Task to complete — The expected output is every record below, transcribed exactly, with the pictures left out.
*** Data extracts ***
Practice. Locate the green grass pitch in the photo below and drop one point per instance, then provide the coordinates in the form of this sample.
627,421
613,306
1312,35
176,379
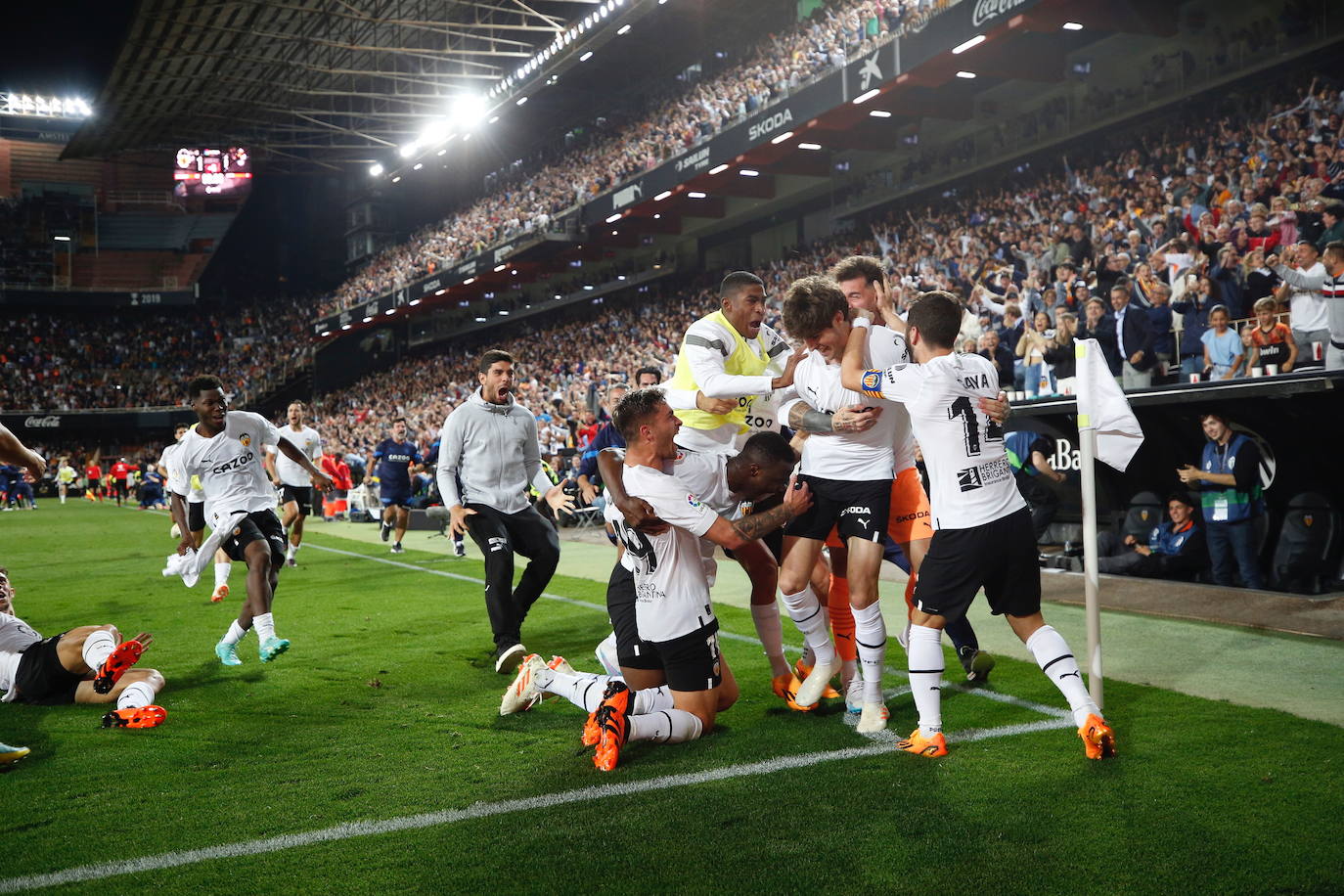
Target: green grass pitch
386,708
*** End of Data extracts ***
Solution below —
Practice. Locate the green grass pitch in the photo below and drop one point per instance, then provide the coordinates in the form of this sample.
627,421
613,306
1312,35
176,379
Target: green grass pitch
386,708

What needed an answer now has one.